## READING PASSAGE
* * * * * * * * *
Multimedia Signal Processing Laboratory

P. Kabal


Paper Abstracts 1991


Papers

P. Kabal and E. Dubois

"Interpolating and Nyquist Filters with Constraints at Certain Frequencies", Signal Processing, vol. 24, no. 2, pp. 117-126, Aug. 1991.

This paper presents modification procedures for designing FIR interpolating and FIR Nyquist filters that allow the output of the filter to be error-free for certain frequencies. For a minimum mean-square error interpolator, the modifications result in an expanded set of linear equations which include the constraints. For minimax stop-band Nyquist filters, the modifications involve factoring out a filter which implements the constraints on the transfer function. Approximate techniques for implementing the constraints are also discussed.

V. Iyengar and P. Kabal

"A Low Delay 16 kb/s Speech Coder", IEEE Trans. Signal Processing, vol. 39, no. 5, pp. 1049-1057, May 1991.

This paper studies a speech coder using a tree code generated by a stochastic innovations tree and backward adaptive synthesis filters. The synthesis configuration uses a cascade of two all-pole filters: a pitch (long time delay) filter followed by a formant (short time delay) filter. Both filters are updated using backward adaptation. The formant predictor is updated using an adaptive lattice algorithm. The multipath (M, L) search algorithm is used to encode the speech. A frequency-weighted error measure is used to reduce the perceptual loudness of the quantization noise. The speech coder has low delay (1 ms) and subjective tests show that the speech quality is equally preferred to 7-b log-PCM.


Conference papers

A. K. Khandani, P. Kabal, and H. Leib

"Combined Coding and Shaping over a Multitone Channel", Proc. IEEE Globecom Conf. (Phoenix, AZ), pp. 1182-1186, Dec. 1991.

In this work, the idea of combined shaping and coding of a signal constellation over a multitone channel is introduced. In selecting such a constellation, we are faced with the problems of distributing the rate and the energy among the subchannels. Assuming continuous approximation, these factors can be selected independently. However, in the discrete case, one obtains a better performance by using a joint optimization procedure. More importantly, often the structure of the constellation boundary imposes some restrictions on the rate distribution. This provides a stronger coupling between these factors. We introduce two joint optimization methods, partly integer, for distributing the rate and energy. In the first method, the minimum distance to noise ratio (protection) along all the dimensions is the same. The proposed method maximizes this protection. In the second method, this restriction is relaxed. In this case, the average error probability is minimized. Nether of these methods has a higher complexity than the conventional schemes. The second method outperforms the first one. As part of the calculations, a closed-form formula has been found for the weight distribution of the scaled E8 lattice.
* * * * * * * * *
## DATASET RECORDS
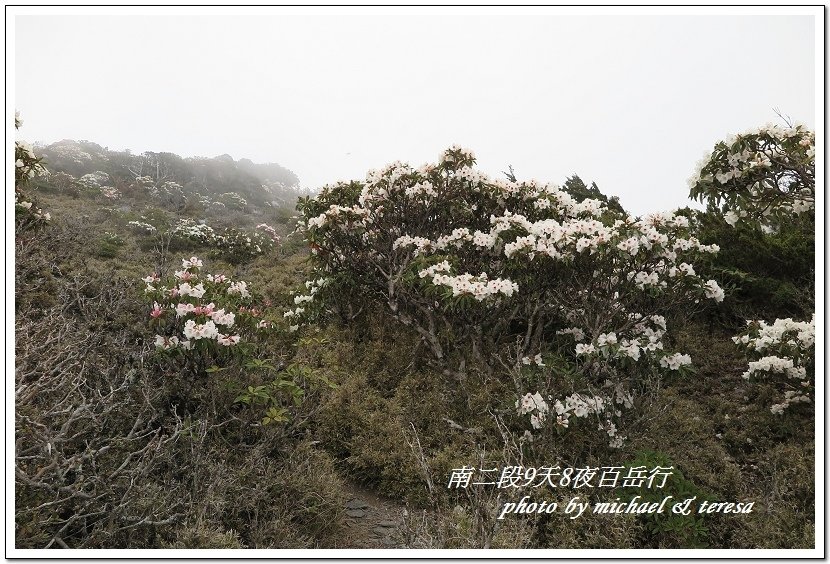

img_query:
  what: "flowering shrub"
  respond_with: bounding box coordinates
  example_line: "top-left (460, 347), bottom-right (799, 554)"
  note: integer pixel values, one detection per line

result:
top-left (142, 257), bottom-right (305, 424)
top-left (164, 218), bottom-right (280, 262)
top-left (78, 170), bottom-right (112, 191)
top-left (213, 227), bottom-right (274, 262)
top-left (127, 221), bottom-right (158, 234)
top-left (219, 192), bottom-right (248, 210)
top-left (171, 218), bottom-right (216, 245)
top-left (300, 147), bottom-right (723, 442)
top-left (690, 119), bottom-right (815, 415)
top-left (689, 124), bottom-right (815, 226)
top-left (14, 113), bottom-right (52, 228)
top-left (732, 315), bottom-right (816, 415)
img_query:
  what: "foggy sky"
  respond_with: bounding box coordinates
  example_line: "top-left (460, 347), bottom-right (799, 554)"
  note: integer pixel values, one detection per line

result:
top-left (9, 9), bottom-right (820, 214)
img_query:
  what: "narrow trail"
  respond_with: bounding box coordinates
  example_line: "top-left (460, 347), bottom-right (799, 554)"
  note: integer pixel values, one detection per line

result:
top-left (337, 483), bottom-right (407, 548)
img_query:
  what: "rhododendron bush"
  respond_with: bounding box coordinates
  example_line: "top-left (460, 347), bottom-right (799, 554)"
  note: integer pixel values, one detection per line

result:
top-left (298, 147), bottom-right (723, 444)
top-left (689, 124), bottom-right (816, 225)
top-left (732, 315), bottom-right (816, 415)
top-left (14, 114), bottom-right (52, 228)
top-left (690, 124), bottom-right (815, 415)
top-left (142, 257), bottom-right (303, 424)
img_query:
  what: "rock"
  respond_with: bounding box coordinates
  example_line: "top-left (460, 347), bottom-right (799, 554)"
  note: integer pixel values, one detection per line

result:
top-left (346, 498), bottom-right (369, 509)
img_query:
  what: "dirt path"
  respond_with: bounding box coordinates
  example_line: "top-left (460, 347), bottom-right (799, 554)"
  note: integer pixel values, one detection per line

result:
top-left (337, 484), bottom-right (406, 548)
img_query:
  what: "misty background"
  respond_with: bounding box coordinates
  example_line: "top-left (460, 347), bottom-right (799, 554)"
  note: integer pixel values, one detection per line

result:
top-left (13, 10), bottom-right (816, 214)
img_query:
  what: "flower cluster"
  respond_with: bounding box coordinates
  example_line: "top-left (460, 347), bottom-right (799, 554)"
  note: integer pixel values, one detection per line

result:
top-left (300, 146), bottom-right (724, 450)
top-left (101, 186), bottom-right (121, 200)
top-left (689, 124), bottom-right (815, 226)
top-left (516, 380), bottom-right (634, 448)
top-left (256, 223), bottom-right (280, 244)
top-left (14, 112), bottom-right (52, 228)
top-left (127, 221), bottom-right (158, 233)
top-left (171, 218), bottom-right (216, 245)
top-left (142, 257), bottom-right (272, 352)
top-left (732, 315), bottom-right (816, 415)
top-left (219, 192), bottom-right (248, 210)
top-left (78, 170), bottom-right (112, 188)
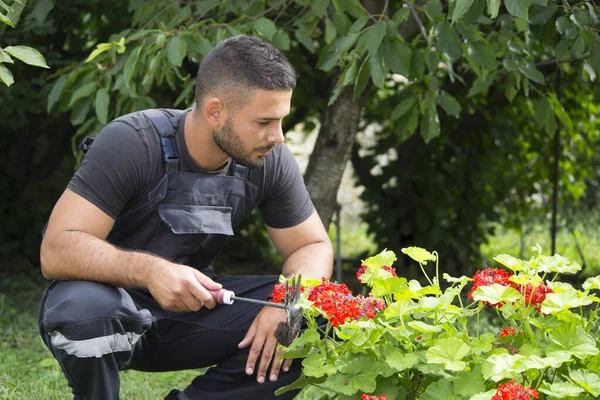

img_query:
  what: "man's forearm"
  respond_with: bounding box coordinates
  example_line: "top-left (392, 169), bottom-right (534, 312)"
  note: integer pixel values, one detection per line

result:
top-left (40, 231), bottom-right (168, 287)
top-left (283, 242), bottom-right (333, 279)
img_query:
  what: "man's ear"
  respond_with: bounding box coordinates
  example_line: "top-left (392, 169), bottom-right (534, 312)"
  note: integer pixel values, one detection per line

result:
top-left (202, 97), bottom-right (227, 126)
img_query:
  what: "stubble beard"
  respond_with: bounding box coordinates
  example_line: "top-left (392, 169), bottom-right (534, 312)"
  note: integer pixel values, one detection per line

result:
top-left (213, 118), bottom-right (275, 168)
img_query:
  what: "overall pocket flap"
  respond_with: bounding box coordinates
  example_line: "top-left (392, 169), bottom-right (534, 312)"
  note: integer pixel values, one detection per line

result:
top-left (158, 204), bottom-right (233, 236)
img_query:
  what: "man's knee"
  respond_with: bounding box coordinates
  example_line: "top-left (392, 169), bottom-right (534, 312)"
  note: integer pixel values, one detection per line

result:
top-left (39, 281), bottom-right (152, 358)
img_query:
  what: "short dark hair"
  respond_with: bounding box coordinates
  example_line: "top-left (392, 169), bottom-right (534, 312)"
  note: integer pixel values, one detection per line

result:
top-left (196, 35), bottom-right (296, 108)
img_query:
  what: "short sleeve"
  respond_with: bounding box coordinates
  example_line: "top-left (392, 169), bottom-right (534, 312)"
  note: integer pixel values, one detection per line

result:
top-left (259, 144), bottom-right (314, 229)
top-left (67, 121), bottom-right (150, 219)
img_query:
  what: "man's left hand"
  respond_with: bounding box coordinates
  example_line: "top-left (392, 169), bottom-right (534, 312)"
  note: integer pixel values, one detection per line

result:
top-left (238, 307), bottom-right (292, 383)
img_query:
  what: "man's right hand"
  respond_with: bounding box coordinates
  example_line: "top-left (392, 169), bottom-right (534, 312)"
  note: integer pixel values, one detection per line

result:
top-left (146, 262), bottom-right (222, 312)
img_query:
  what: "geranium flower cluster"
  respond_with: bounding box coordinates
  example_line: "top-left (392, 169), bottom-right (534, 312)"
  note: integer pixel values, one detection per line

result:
top-left (361, 393), bottom-right (387, 400)
top-left (498, 326), bottom-right (517, 339)
top-left (356, 265), bottom-right (398, 283)
top-left (308, 278), bottom-right (385, 327)
top-left (468, 268), bottom-right (554, 311)
top-left (492, 380), bottom-right (539, 400)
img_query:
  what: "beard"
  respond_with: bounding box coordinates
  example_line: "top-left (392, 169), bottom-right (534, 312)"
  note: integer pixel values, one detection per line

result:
top-left (213, 118), bottom-right (275, 168)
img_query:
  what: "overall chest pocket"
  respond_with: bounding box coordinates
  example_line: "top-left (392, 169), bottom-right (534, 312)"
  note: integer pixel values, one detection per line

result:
top-left (154, 204), bottom-right (233, 261)
top-left (158, 204), bottom-right (233, 236)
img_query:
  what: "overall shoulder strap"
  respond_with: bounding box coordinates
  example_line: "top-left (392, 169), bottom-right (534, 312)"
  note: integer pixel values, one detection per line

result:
top-left (143, 109), bottom-right (179, 173)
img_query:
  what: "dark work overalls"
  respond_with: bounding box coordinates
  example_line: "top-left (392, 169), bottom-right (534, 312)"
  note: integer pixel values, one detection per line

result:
top-left (39, 110), bottom-right (300, 400)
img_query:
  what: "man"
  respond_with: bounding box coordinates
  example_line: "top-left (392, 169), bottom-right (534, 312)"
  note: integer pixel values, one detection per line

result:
top-left (39, 36), bottom-right (333, 400)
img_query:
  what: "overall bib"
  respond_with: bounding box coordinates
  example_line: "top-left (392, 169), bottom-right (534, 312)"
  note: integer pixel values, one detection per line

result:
top-left (39, 110), bottom-right (300, 400)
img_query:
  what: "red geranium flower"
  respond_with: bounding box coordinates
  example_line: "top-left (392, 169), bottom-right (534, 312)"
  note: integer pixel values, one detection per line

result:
top-left (498, 326), bottom-right (517, 338)
top-left (361, 393), bottom-right (387, 400)
top-left (492, 380), bottom-right (539, 400)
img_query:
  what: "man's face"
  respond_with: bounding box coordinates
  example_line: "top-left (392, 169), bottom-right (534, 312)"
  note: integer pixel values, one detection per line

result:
top-left (213, 89), bottom-right (292, 168)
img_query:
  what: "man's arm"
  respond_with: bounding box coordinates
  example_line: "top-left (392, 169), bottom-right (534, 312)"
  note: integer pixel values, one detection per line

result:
top-left (267, 211), bottom-right (333, 279)
top-left (40, 189), bottom-right (221, 311)
top-left (238, 211), bottom-right (333, 383)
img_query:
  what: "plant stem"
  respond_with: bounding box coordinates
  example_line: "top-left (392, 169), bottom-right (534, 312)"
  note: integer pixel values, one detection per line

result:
top-left (419, 263), bottom-right (435, 286)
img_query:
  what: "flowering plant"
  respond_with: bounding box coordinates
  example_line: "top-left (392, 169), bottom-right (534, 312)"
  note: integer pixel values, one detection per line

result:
top-left (277, 245), bottom-right (600, 400)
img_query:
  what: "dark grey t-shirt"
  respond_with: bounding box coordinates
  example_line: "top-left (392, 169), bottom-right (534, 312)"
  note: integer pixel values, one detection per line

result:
top-left (68, 109), bottom-right (314, 228)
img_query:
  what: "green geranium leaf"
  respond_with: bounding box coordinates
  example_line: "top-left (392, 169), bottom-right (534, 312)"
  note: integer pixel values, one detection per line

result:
top-left (372, 278), bottom-right (407, 297)
top-left (452, 365), bottom-right (485, 400)
top-left (538, 382), bottom-right (584, 399)
top-left (324, 354), bottom-right (378, 396)
top-left (538, 254), bottom-right (581, 274)
top-left (569, 369), bottom-right (600, 398)
top-left (471, 332), bottom-right (496, 354)
top-left (419, 379), bottom-right (462, 400)
top-left (442, 272), bottom-right (472, 286)
top-left (582, 275), bottom-right (600, 290)
top-left (469, 389), bottom-right (497, 400)
top-left (302, 353), bottom-right (337, 378)
top-left (426, 337), bottom-right (471, 371)
top-left (540, 289), bottom-right (593, 314)
top-left (408, 321), bottom-right (444, 332)
top-left (385, 351), bottom-right (419, 372)
top-left (546, 323), bottom-right (599, 358)
top-left (494, 254), bottom-right (523, 272)
top-left (383, 299), bottom-right (417, 319)
top-left (473, 283), bottom-right (521, 304)
top-left (523, 351), bottom-right (571, 370)
top-left (402, 246), bottom-right (436, 264)
top-left (362, 249), bottom-right (398, 268)
top-left (481, 354), bottom-right (527, 382)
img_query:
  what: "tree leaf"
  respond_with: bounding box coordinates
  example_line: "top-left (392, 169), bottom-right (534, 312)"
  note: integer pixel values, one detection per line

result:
top-left (167, 36), bottom-right (187, 67)
top-left (486, 0), bottom-right (502, 19)
top-left (383, 37), bottom-right (412, 78)
top-left (311, 0), bottom-right (329, 18)
top-left (534, 97), bottom-right (551, 129)
top-left (504, 0), bottom-right (529, 21)
top-left (95, 88), bottom-right (110, 125)
top-left (0, 64), bottom-right (15, 87)
top-left (450, 0), bottom-right (475, 23)
top-left (334, 0), bottom-right (365, 18)
top-left (530, 4), bottom-right (558, 25)
top-left (353, 55), bottom-right (371, 98)
top-left (3, 46), bottom-right (50, 68)
top-left (325, 18), bottom-right (337, 44)
top-left (437, 91), bottom-right (461, 118)
top-left (468, 40), bottom-right (498, 70)
top-left (254, 17), bottom-right (277, 41)
top-left (425, 337), bottom-right (470, 371)
top-left (390, 96), bottom-right (416, 121)
top-left (369, 49), bottom-right (387, 88)
top-left (436, 21), bottom-right (462, 61)
top-left (356, 21), bottom-right (386, 53)
top-left (69, 82), bottom-right (97, 107)
top-left (123, 45), bottom-right (144, 88)
top-left (421, 101), bottom-right (440, 143)
top-left (46, 75), bottom-right (67, 114)
top-left (273, 29), bottom-right (290, 51)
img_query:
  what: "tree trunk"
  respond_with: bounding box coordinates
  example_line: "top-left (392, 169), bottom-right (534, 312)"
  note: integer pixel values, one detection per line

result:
top-left (304, 87), bottom-right (365, 228)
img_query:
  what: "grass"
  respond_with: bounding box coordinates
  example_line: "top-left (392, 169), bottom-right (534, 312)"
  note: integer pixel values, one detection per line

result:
top-left (0, 220), bottom-right (600, 400)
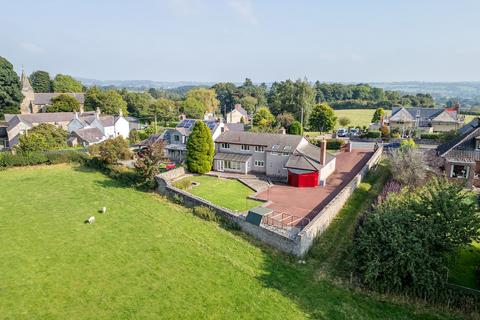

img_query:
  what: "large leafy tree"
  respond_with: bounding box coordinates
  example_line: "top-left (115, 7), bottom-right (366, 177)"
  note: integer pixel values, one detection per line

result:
top-left (15, 123), bottom-right (68, 152)
top-left (85, 87), bottom-right (128, 115)
top-left (29, 70), bottom-right (52, 92)
top-left (185, 88), bottom-right (220, 116)
top-left (308, 103), bottom-right (337, 132)
top-left (47, 94), bottom-right (80, 112)
top-left (186, 121), bottom-right (215, 174)
top-left (354, 179), bottom-right (480, 297)
top-left (52, 74), bottom-right (83, 92)
top-left (0, 57), bottom-right (23, 119)
top-left (253, 107), bottom-right (275, 128)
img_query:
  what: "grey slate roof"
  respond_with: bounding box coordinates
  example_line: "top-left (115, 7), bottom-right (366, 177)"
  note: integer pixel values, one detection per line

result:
top-left (437, 117), bottom-right (480, 156)
top-left (73, 127), bottom-right (104, 143)
top-left (213, 152), bottom-right (252, 162)
top-left (33, 92), bottom-right (85, 105)
top-left (215, 131), bottom-right (303, 152)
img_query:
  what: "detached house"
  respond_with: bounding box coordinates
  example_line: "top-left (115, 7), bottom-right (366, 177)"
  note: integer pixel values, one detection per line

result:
top-left (226, 103), bottom-right (249, 123)
top-left (213, 131), bottom-right (335, 187)
top-left (388, 107), bottom-right (464, 132)
top-left (437, 118), bottom-right (480, 187)
top-left (162, 119), bottom-right (226, 162)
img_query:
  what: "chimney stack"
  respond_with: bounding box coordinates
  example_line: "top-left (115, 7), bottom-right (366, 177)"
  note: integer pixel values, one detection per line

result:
top-left (320, 139), bottom-right (327, 166)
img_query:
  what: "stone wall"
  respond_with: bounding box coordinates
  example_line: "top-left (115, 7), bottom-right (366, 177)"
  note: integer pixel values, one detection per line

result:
top-left (156, 147), bottom-right (382, 257)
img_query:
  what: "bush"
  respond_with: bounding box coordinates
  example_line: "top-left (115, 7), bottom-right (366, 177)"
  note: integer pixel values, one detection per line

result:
top-left (420, 133), bottom-right (441, 140)
top-left (193, 206), bottom-right (217, 221)
top-left (327, 139), bottom-right (345, 150)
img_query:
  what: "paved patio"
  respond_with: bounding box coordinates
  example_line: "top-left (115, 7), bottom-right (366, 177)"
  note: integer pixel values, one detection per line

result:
top-left (256, 149), bottom-right (373, 219)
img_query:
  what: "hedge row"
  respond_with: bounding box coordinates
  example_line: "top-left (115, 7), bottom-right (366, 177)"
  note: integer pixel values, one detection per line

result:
top-left (0, 151), bottom-right (88, 169)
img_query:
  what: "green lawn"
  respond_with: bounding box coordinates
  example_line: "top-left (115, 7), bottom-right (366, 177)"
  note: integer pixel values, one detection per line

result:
top-left (181, 176), bottom-right (262, 212)
top-left (449, 242), bottom-right (480, 290)
top-left (0, 166), bottom-right (460, 319)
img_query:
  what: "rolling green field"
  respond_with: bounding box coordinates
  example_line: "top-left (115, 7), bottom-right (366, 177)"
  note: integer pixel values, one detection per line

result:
top-left (0, 165), bottom-right (458, 319)
top-left (182, 176), bottom-right (262, 212)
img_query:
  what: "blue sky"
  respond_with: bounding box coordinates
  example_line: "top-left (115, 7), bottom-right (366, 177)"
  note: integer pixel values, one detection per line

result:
top-left (0, 0), bottom-right (480, 82)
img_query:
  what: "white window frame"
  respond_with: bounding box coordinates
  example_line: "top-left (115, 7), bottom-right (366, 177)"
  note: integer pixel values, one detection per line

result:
top-left (255, 160), bottom-right (265, 168)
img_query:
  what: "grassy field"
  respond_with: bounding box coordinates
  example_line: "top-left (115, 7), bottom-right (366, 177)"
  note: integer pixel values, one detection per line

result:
top-left (0, 166), bottom-right (458, 319)
top-left (180, 176), bottom-right (262, 212)
top-left (449, 242), bottom-right (480, 290)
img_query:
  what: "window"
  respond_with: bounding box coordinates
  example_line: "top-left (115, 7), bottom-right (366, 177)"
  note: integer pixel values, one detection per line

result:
top-left (450, 164), bottom-right (470, 178)
top-left (255, 160), bottom-right (265, 167)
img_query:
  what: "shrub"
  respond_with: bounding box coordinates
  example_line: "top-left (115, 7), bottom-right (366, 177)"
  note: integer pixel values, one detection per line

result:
* * * * * * * * *
Duplicate the portion of the 1991 paper abstracts starting with "P. Kabal and" and going on through "are also discussed.". These records have no connection to the 1991 paper abstracts.

P. Kabal and E. Dubois

"Interpolating and Nyquist Filters with Constraints at Certain Frequencies", Signal Processing, vol. 24, no. 2, pp. 117-126, Aug. 1991.

This paper presents modification procedures for designing FIR interpolating and FIR Nyquist filters that allow the output of the filter to be error-free for certain frequencies. For a minimum mean-square error interpolator, the modifications result in an expanded set of linear equations which include the constraints. For minimax stop-band Nyquist filters, the modifications involve factoring out a filter which implements the constraints on the transfer function. Approximate techniques for implementing the constraints are also discussed.